→ Goal
Count the lines in the records that contain the string "blue". Give only the number.

__________

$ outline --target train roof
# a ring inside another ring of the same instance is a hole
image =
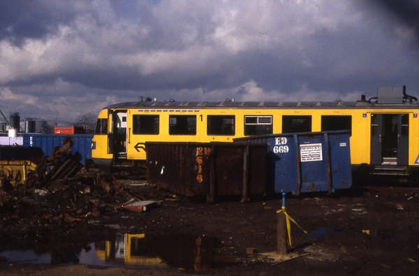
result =
[[[115,103],[104,109],[131,109],[131,108],[354,108],[354,109],[409,109],[418,108],[416,101],[404,101],[402,103],[378,103],[376,101],[362,100],[357,101],[300,101],[300,102],[272,102],[272,101],[137,101]]]

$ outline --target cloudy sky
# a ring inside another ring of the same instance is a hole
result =
[[[1,0],[0,109],[418,96],[418,0]]]

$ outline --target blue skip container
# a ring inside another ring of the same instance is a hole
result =
[[[349,132],[270,134],[233,139],[267,143],[267,187],[275,193],[334,192],[352,186]]]
[[[91,159],[91,139],[93,134],[23,134],[24,147],[42,147],[45,155],[50,156],[54,147],[62,147],[66,137],[74,140],[73,152],[82,154],[80,163],[84,164],[87,159]]]

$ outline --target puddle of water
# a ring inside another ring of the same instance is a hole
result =
[[[344,228],[337,227],[333,229],[330,229],[326,226],[319,226],[316,228],[314,231],[309,233],[308,234],[304,234],[304,237],[313,239],[327,239],[330,235],[336,235],[337,233],[341,232]]]
[[[95,266],[136,266],[207,270],[240,263],[237,258],[216,254],[216,239],[187,234],[147,237],[124,234],[86,246],[47,246],[31,251],[0,252],[8,262],[42,264],[81,263]]]

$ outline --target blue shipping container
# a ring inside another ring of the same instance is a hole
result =
[[[234,139],[267,143],[267,180],[275,193],[328,191],[352,186],[348,131],[271,134]]]
[[[66,137],[74,140],[73,152],[79,152],[82,159],[80,163],[84,164],[86,159],[91,159],[91,139],[93,134],[23,134],[24,147],[42,147],[46,155],[51,155],[52,149],[64,145]]]

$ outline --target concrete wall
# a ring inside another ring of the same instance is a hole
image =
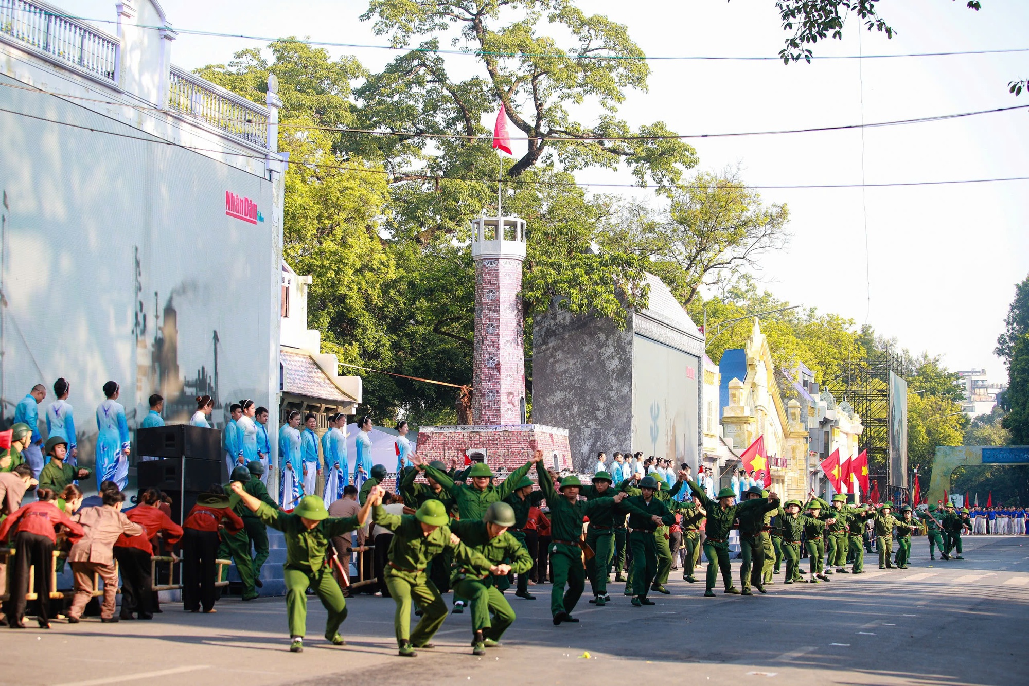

__________

→ Written response
2